#### WHAT YOU ARE ASKED TO DO:
Quote the entries in full, character for character, without their images.

________________

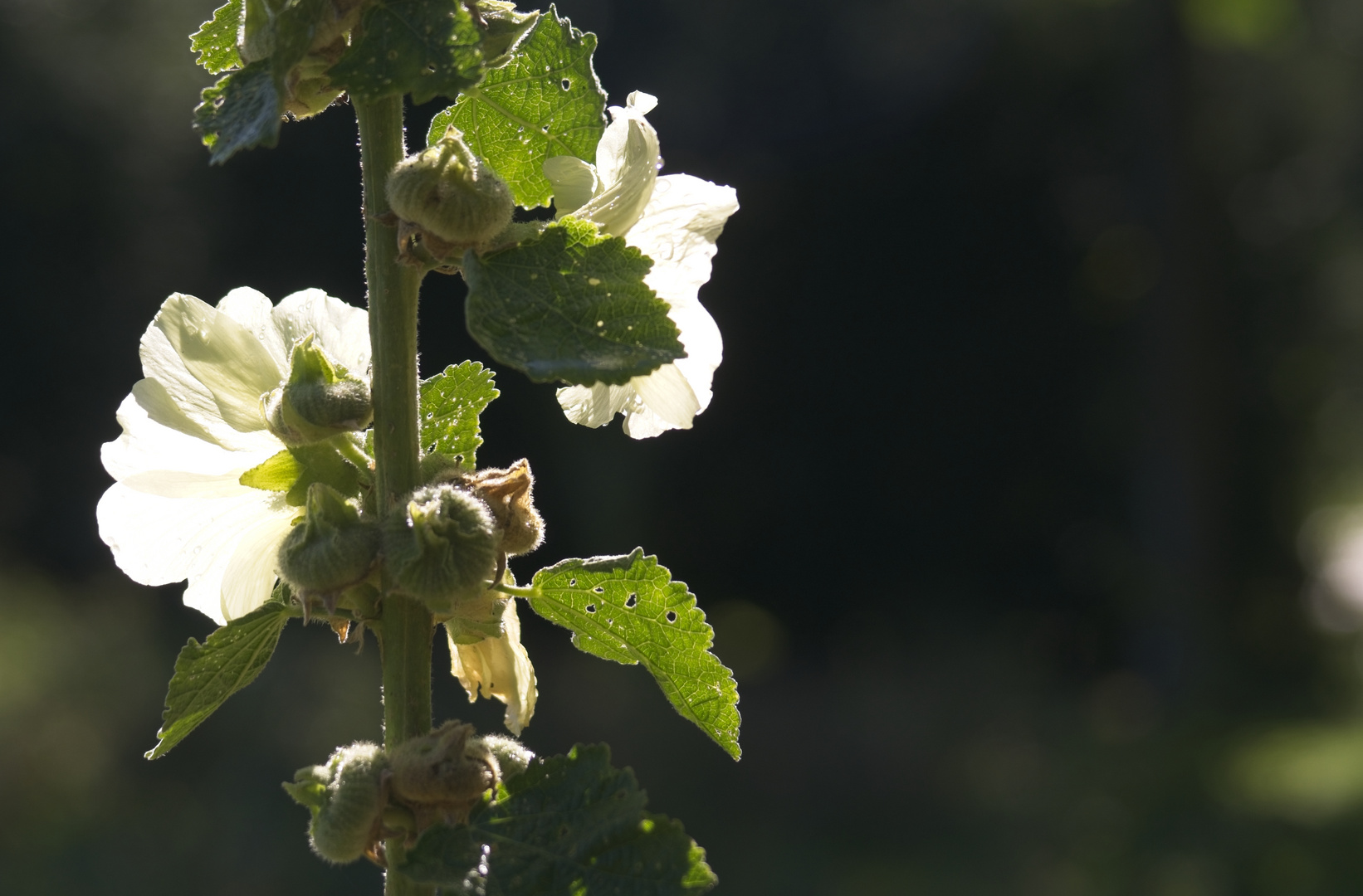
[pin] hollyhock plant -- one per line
(195, 425)
(675, 221)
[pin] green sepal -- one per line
(628, 609)
(569, 824)
(426, 48)
(570, 305)
(206, 674)
(240, 112)
(295, 469)
(216, 41)
(450, 406)
(308, 789)
(521, 114)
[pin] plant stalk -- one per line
(408, 628)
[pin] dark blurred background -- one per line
(1023, 511)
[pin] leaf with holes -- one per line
(206, 674)
(570, 305)
(450, 407)
(240, 112)
(426, 48)
(628, 609)
(216, 41)
(569, 824)
(544, 101)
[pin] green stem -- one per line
(408, 626)
(517, 592)
(354, 455)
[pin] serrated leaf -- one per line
(295, 469)
(206, 674)
(450, 407)
(544, 101)
(628, 609)
(240, 112)
(427, 48)
(216, 41)
(570, 305)
(567, 825)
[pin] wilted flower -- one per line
(675, 221)
(195, 425)
(499, 668)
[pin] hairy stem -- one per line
(408, 626)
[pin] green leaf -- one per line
(295, 469)
(240, 112)
(450, 407)
(427, 48)
(567, 825)
(570, 305)
(544, 101)
(206, 674)
(216, 41)
(628, 609)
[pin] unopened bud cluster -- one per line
(361, 794)
(446, 546)
(449, 197)
(320, 401)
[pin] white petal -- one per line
(667, 395)
(499, 668)
(250, 573)
(251, 308)
(159, 539)
(574, 183)
(594, 405)
(639, 102)
(209, 364)
(677, 231)
(704, 350)
(342, 330)
(628, 163)
(148, 448)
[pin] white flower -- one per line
(501, 669)
(190, 431)
(675, 221)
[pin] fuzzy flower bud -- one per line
(331, 548)
(449, 192)
(345, 797)
(443, 549)
(320, 401)
(509, 497)
(442, 775)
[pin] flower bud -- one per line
(513, 759)
(320, 401)
(509, 496)
(443, 549)
(346, 801)
(442, 775)
(449, 192)
(331, 548)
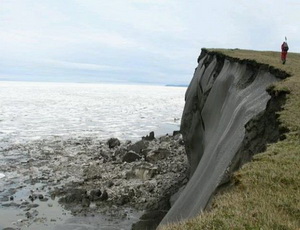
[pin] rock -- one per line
(28, 215)
(156, 155)
(85, 202)
(113, 142)
(149, 220)
(143, 171)
(131, 156)
(138, 146)
(104, 196)
(95, 194)
(74, 196)
(109, 184)
(124, 199)
(175, 196)
(176, 132)
(149, 137)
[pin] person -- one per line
(284, 50)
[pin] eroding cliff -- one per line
(229, 115)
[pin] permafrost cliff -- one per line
(229, 115)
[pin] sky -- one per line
(134, 41)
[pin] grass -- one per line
(266, 191)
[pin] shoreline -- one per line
(73, 177)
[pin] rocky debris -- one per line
(156, 155)
(89, 175)
(113, 142)
(131, 156)
(138, 146)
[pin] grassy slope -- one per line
(266, 191)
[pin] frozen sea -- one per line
(32, 112)
(36, 110)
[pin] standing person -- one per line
(284, 50)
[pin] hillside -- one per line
(265, 193)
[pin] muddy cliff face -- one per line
(229, 115)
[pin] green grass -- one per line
(266, 191)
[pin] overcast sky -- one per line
(134, 41)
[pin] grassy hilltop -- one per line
(266, 191)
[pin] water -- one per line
(36, 116)
(37, 110)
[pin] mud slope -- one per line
(229, 115)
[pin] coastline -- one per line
(84, 180)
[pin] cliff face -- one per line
(228, 117)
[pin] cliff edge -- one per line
(229, 115)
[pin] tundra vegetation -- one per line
(264, 193)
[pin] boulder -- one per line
(159, 154)
(113, 142)
(131, 156)
(138, 146)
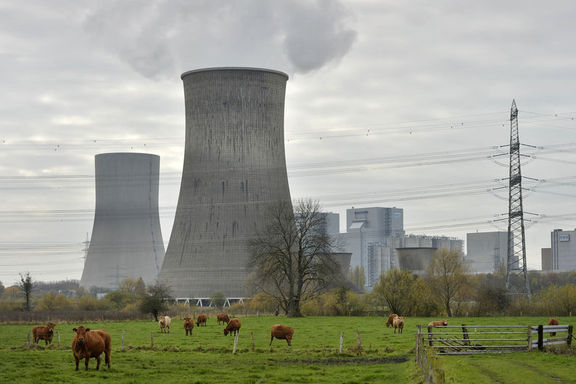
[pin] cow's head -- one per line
(81, 334)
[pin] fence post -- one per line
(430, 335)
(465, 336)
(235, 342)
(418, 341)
(540, 337)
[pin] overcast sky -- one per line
(388, 104)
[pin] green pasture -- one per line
(206, 357)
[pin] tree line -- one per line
(294, 273)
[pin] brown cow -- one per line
(88, 343)
(201, 319)
(398, 324)
(391, 319)
(188, 325)
(222, 317)
(233, 327)
(442, 323)
(280, 332)
(553, 321)
(45, 333)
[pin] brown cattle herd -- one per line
(92, 343)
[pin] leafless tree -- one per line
(292, 256)
(447, 276)
(26, 285)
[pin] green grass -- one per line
(206, 357)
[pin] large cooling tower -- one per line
(126, 238)
(234, 169)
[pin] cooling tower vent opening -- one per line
(244, 69)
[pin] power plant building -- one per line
(234, 171)
(126, 238)
(385, 255)
(563, 244)
(487, 252)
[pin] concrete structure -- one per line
(486, 251)
(415, 260)
(332, 223)
(546, 254)
(234, 170)
(369, 225)
(126, 237)
(563, 244)
(383, 256)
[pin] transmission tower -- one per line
(516, 256)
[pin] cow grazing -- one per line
(233, 327)
(398, 324)
(222, 318)
(553, 321)
(41, 332)
(442, 323)
(91, 343)
(188, 325)
(280, 332)
(391, 320)
(164, 324)
(201, 319)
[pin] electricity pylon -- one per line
(516, 256)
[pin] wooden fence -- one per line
(475, 339)
(464, 340)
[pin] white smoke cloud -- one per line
(160, 37)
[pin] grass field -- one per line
(206, 357)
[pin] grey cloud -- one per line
(317, 34)
(157, 38)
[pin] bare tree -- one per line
(396, 288)
(292, 256)
(26, 285)
(155, 299)
(447, 276)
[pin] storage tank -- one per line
(234, 170)
(126, 237)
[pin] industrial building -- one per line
(126, 238)
(234, 171)
(385, 255)
(487, 252)
(546, 254)
(563, 244)
(369, 225)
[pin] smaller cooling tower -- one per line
(126, 237)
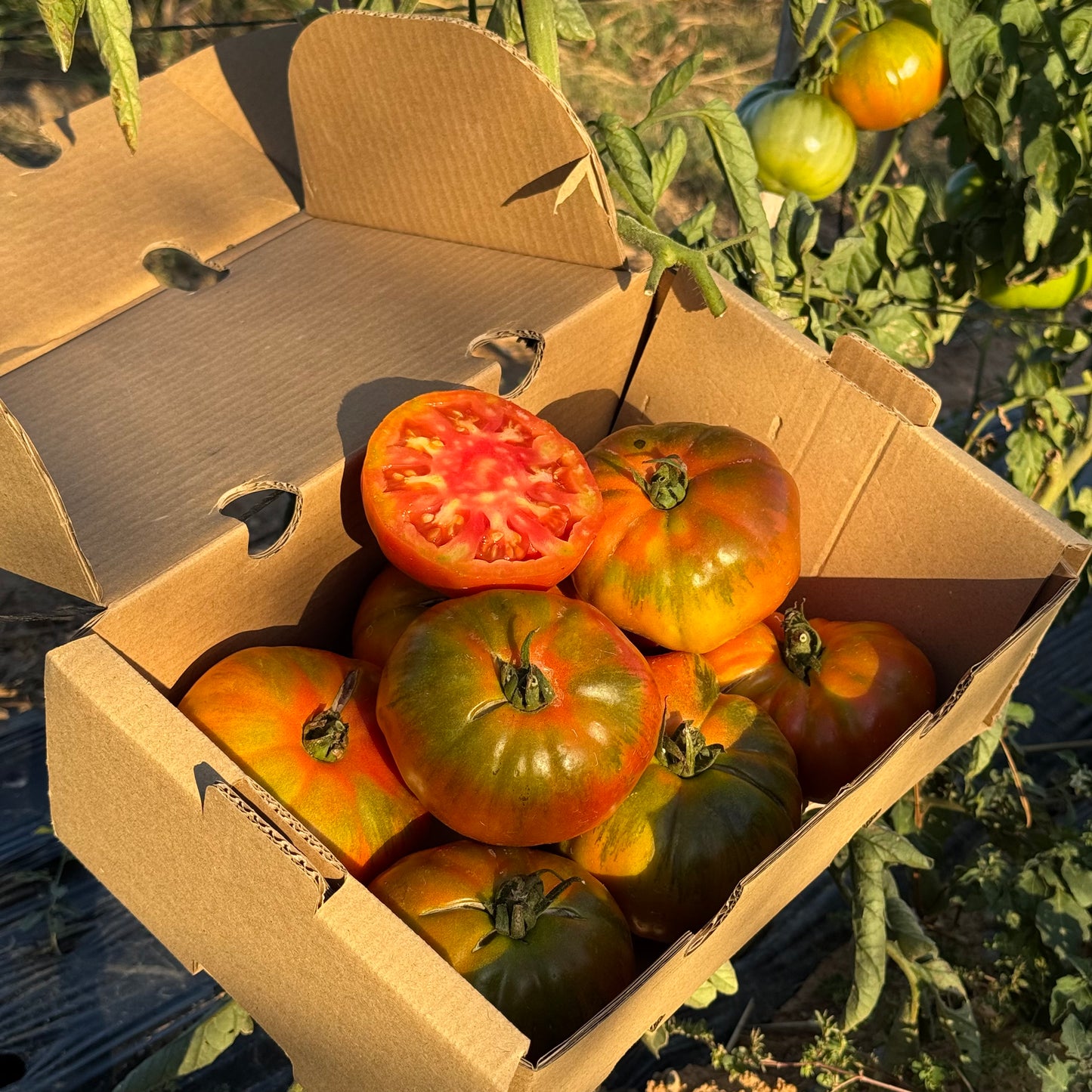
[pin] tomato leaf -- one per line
(949, 15)
(852, 264)
(667, 162)
(973, 42)
(984, 748)
(505, 20)
(112, 23)
(630, 157)
(869, 930)
(735, 156)
(722, 981)
(954, 1011)
(571, 21)
(694, 228)
(900, 220)
(194, 1050)
(61, 17)
(675, 82)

________________

#### EXPECTED OUTPUT:
[pin] hollyhock plant -- one per line
(195, 425)
(675, 221)
[pin] green sepal -- one per line
(628, 609)
(569, 824)
(426, 48)
(570, 305)
(206, 674)
(240, 112)
(295, 469)
(216, 41)
(450, 406)
(308, 789)
(521, 114)
[pin] plant stalk -- one per line
(408, 628)
[pin] dark blurred background -- one per line
(1023, 511)
[pin] leaf with holes -- one per line
(206, 674)
(570, 305)
(450, 407)
(240, 112)
(426, 48)
(628, 609)
(216, 41)
(569, 824)
(544, 101)
[pin] green stem -- one per line
(408, 626)
(517, 592)
(354, 455)
[pin] serrated leaf -- one per line
(295, 469)
(206, 674)
(450, 407)
(544, 101)
(628, 609)
(240, 112)
(427, 48)
(216, 41)
(570, 305)
(567, 825)
[pin] wilted flower -- one per line
(675, 221)
(195, 425)
(499, 668)
[pin] hairy stem -- one per line
(408, 626)
[pin] green leaf -- one per line
(295, 469)
(240, 112)
(450, 407)
(427, 48)
(567, 825)
(570, 305)
(544, 101)
(206, 674)
(216, 41)
(628, 609)
[pin] unopened bud cluster -- one per line
(361, 794)
(446, 546)
(449, 197)
(320, 401)
[pin] white petal -- one per line
(667, 395)
(499, 668)
(250, 573)
(251, 308)
(159, 539)
(574, 183)
(594, 405)
(639, 102)
(209, 364)
(677, 231)
(704, 350)
(342, 330)
(628, 163)
(148, 448)
[pin] white flower -- one per line
(501, 669)
(190, 431)
(675, 221)
[pin] fuzzy flower bud -- one per line
(331, 548)
(449, 192)
(345, 797)
(443, 549)
(320, 401)
(509, 497)
(442, 775)
[pin] flower bud -- one per line
(513, 759)
(320, 401)
(509, 496)
(443, 549)
(346, 801)
(442, 775)
(449, 192)
(331, 548)
[pin] rock -- one per line
(28, 215)
(156, 155)
(85, 202)
(113, 142)
(149, 220)
(143, 171)
(131, 156)
(138, 146)
(104, 196)
(95, 194)
(74, 196)
(109, 184)
(124, 199)
(175, 196)
(176, 132)
(149, 137)
[pin] person -- one per line
(284, 50)
[pin] eroding cliff -- one per line
(229, 115)
[pin] permafrost cliff -- one per line
(229, 115)
[pin] sky -- one per line
(134, 41)
[pin] grass -- one per line
(266, 191)
[pin] shoreline -- one per line
(73, 177)
[pin] rocky debris -- one per line
(156, 155)
(89, 175)
(113, 142)
(131, 156)
(138, 146)
[pin] grassy slope -- one per line
(266, 191)
[pin] frozen sea -- one per line
(32, 112)
(36, 110)
[pin] standing person -- one per line
(284, 50)
[pin] hillside -- one per line
(265, 193)
[pin] muddy cliff face -- one per line
(229, 115)
[pin] green grass -- one per line
(266, 191)
[pin] overcast sky -- one per line
(134, 41)
[pin] grassy hilltop -- one per line
(266, 191)
[pin] water -- one per line
(36, 116)
(37, 110)
[pin] mud slope -- one per line
(229, 115)
[pin] coastline -- one per line
(84, 180)
[pin] cliff face -- one per line
(228, 117)
[pin] cliff edge -- one per line
(229, 115)
[pin] tundra vegetation -- one per line
(264, 193)
[pin] boulder -- one per line
(159, 154)
(113, 142)
(131, 156)
(138, 146)
[pin] cow's head -- one per line
(81, 334)
[pin] fence post -- one per line
(430, 335)
(465, 336)
(235, 342)
(418, 341)
(540, 337)
[pin] overcast sky -- one per line
(388, 104)
[pin] green pasture -- one per line
(206, 357)
[pin] tree line -- one per line
(294, 273)
[pin] brown cow -- one per line
(88, 343)
(201, 319)
(398, 324)
(391, 319)
(188, 325)
(222, 317)
(233, 327)
(442, 323)
(280, 332)
(553, 321)
(45, 333)
[pin] brown cattle herd -- one per line
(92, 343)
[pin] leafless tree -- one per line
(292, 256)
(447, 276)
(26, 285)
[pin] green grass -- one per line
(206, 357)
[pin] large cooling tower -- one per line
(126, 238)
(234, 169)
[pin] cooling tower vent opening -- one per line
(244, 69)
[pin] power plant building -- one per line
(234, 171)
(126, 238)
(385, 255)
(563, 244)
(487, 252)
[pin] concrete structure -- one per line
(486, 251)
(415, 260)
(332, 223)
(546, 254)
(234, 170)
(369, 225)
(126, 237)
(563, 244)
(383, 256)
[pin] transmission tower -- one per line
(516, 256)
[pin] cow grazing -- one per line
(233, 327)
(398, 324)
(222, 318)
(553, 321)
(41, 332)
(442, 323)
(91, 343)
(188, 325)
(280, 332)
(391, 320)
(164, 324)
(201, 319)
[pin] electricity pylon -- one per line
(516, 256)
[pin] wooden fence -- one per line
(475, 339)
(464, 340)
[pin] white smoke cloud -- one per line
(160, 37)
[pin] grass field -- one per line
(206, 357)
[pin] grey cloud -- one per line
(317, 34)
(157, 38)
[pin] bare tree -- one per line
(396, 288)
(292, 256)
(26, 285)
(155, 299)
(447, 276)
[pin] storage tank -- one per line
(234, 170)
(126, 237)
[pin] industrial building -- one per line
(126, 238)
(234, 171)
(385, 255)
(487, 252)
(546, 254)
(563, 244)
(369, 225)
[pin] smaller cooling tower -- one per line
(126, 237)
[pin] tomato leaf -- one per line
(949, 15)
(852, 264)
(667, 162)
(973, 42)
(984, 748)
(505, 20)
(112, 23)
(630, 157)
(869, 930)
(735, 156)
(722, 981)
(954, 1011)
(571, 21)
(694, 228)
(900, 220)
(194, 1050)
(61, 17)
(675, 82)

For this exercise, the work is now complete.